- _Information_:
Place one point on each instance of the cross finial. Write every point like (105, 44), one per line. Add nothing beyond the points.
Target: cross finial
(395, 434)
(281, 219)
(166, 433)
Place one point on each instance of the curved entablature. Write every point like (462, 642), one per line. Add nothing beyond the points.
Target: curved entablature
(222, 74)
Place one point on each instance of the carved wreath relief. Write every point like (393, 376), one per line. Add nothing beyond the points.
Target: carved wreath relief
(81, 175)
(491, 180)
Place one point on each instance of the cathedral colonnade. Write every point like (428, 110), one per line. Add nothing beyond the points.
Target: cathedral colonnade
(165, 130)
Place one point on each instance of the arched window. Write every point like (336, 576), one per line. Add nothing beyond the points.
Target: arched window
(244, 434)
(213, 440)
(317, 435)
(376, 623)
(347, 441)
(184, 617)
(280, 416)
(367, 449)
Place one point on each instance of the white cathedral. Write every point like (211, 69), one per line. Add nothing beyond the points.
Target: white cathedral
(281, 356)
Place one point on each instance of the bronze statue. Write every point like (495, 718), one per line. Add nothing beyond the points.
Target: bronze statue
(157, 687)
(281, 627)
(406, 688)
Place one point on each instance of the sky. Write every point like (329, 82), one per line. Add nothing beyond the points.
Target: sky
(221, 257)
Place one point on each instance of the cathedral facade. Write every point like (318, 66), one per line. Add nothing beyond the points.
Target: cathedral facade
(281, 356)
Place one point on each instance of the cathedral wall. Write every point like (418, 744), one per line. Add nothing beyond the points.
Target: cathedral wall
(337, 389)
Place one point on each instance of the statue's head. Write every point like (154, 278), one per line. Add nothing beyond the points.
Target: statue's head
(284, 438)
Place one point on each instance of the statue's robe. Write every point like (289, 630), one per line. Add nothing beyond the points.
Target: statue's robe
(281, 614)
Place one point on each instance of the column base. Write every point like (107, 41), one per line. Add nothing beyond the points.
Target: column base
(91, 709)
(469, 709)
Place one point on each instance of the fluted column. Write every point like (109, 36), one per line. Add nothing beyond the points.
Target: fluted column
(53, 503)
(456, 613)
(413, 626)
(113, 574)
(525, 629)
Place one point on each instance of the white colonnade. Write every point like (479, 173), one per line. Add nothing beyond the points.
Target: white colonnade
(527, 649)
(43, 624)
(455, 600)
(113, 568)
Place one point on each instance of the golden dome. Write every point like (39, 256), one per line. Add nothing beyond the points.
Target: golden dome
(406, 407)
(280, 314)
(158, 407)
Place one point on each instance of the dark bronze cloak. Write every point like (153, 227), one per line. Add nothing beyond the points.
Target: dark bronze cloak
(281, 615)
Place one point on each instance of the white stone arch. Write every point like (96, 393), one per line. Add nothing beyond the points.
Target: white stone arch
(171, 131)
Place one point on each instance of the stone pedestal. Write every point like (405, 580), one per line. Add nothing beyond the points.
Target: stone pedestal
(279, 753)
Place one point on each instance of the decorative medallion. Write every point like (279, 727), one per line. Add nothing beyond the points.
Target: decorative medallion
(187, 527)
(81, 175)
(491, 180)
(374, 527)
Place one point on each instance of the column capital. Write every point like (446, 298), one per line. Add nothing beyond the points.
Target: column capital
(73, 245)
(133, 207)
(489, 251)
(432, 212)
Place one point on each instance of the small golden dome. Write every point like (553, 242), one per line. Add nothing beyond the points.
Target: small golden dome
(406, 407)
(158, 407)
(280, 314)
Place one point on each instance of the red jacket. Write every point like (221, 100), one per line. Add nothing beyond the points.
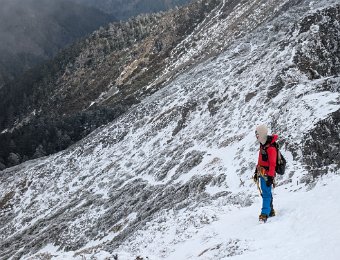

- _Task directions_: Set the material down exactly as written, starting at its first line. The line containing "Place one point on each instance of the bronze" is the last one to include.

- _Result below_:
Place one point on each instance of the cross finial. Write every point like (105, 44), one per line. Add nothing beyond the points.
Target: cross finial
(395, 434)
(281, 219)
(166, 433)
Place one point on each instance of the curved entablature. Write every point like (462, 642), one per line. Add nothing beyond the points.
Target: curved entablature
(222, 74)
Place one point on each instance of the carved wreath relief. Write every point like (393, 376), one per line. Add nothing beyond the points.
Target: carved wreath relief
(81, 175)
(491, 180)
Place one point on each instance of the cathedral colonnade. Write every point like (428, 110), one per line. Add nothing beyond the points.
Target: cathedral colonnade
(165, 130)
Place one point on each instance of the arched window. Write every point like (336, 576), one per line. Add nothing beyond the points.
Target: arched window
(244, 434)
(213, 440)
(317, 435)
(376, 623)
(347, 441)
(184, 617)
(280, 416)
(367, 449)
Place one point on each instance of the white cathedral. Write every point like (211, 69), one per line. Add nothing beyond the points.
Target: white cathedral
(281, 356)
Place one point on each instance of the bronze statue. Write every point like (495, 718), one per line. Add nothing beyond the points.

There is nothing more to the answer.